▶ _RECORDS FOR THE TASK_

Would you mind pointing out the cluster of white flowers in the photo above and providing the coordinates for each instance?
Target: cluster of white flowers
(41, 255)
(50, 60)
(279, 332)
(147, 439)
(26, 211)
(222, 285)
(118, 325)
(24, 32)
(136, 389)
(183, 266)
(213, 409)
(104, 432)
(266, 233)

▶ _TASK PROMPT_
Without changing a word, print all of the entries above.

▶ _THE ANSWER_
Would you mind pointing out the cluster of white flowers in the photo above and providing the coordinates for each instance?
Target: cluster of white flowers
(41, 255)
(50, 60)
(279, 332)
(147, 439)
(26, 211)
(222, 285)
(118, 325)
(24, 32)
(136, 389)
(183, 266)
(213, 409)
(104, 432)
(266, 233)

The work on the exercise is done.